• **To do**: Which lines of the entries contain the string "terrain"? Please find them and copy them.

Recorded data

+ + +

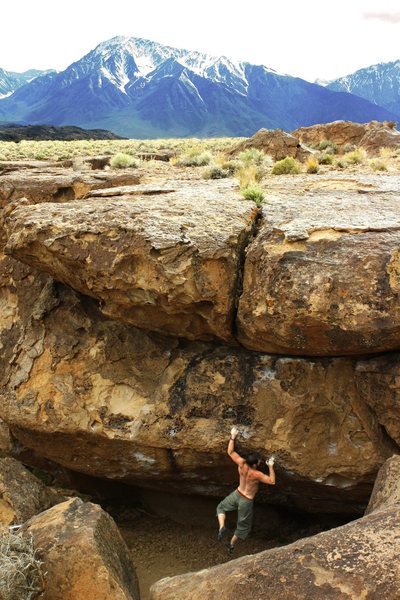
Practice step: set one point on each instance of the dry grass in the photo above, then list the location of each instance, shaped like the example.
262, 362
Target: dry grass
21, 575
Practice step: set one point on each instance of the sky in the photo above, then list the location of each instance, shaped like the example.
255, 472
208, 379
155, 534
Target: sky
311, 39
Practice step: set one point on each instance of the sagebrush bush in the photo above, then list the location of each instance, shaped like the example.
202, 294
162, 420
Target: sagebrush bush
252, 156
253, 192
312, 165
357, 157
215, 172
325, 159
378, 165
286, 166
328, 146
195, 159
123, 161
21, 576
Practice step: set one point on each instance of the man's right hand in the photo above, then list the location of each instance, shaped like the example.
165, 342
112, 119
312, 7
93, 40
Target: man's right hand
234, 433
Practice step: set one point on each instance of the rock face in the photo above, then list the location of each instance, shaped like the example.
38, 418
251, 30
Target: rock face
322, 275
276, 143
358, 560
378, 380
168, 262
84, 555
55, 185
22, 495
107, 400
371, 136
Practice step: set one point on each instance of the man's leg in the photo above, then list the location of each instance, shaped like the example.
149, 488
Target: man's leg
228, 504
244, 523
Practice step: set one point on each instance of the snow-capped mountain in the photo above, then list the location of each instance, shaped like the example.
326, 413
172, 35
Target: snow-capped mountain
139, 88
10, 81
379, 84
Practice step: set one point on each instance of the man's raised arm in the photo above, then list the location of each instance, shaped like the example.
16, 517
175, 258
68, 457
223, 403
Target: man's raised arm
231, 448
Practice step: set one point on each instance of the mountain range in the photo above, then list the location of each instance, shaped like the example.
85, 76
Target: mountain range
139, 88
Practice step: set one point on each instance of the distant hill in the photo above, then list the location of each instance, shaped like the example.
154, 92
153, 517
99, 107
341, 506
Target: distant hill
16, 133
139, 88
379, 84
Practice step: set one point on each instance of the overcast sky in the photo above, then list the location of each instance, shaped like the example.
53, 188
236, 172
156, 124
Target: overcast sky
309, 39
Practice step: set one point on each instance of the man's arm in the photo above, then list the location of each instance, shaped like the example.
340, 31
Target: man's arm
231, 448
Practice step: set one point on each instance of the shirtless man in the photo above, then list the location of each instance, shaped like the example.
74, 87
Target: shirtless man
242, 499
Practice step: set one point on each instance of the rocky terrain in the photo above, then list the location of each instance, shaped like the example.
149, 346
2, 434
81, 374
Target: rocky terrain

+ + +

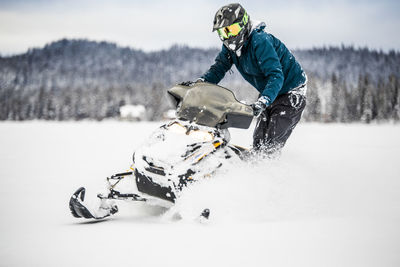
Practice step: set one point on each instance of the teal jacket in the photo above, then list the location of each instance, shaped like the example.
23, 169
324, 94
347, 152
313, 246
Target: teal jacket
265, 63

+ + +

• **Answer space**:
Practice step: set one point on each instance of the rocky terrain in the photo above, then list the location of each instance, shaped like the example.
Target: rocky terrain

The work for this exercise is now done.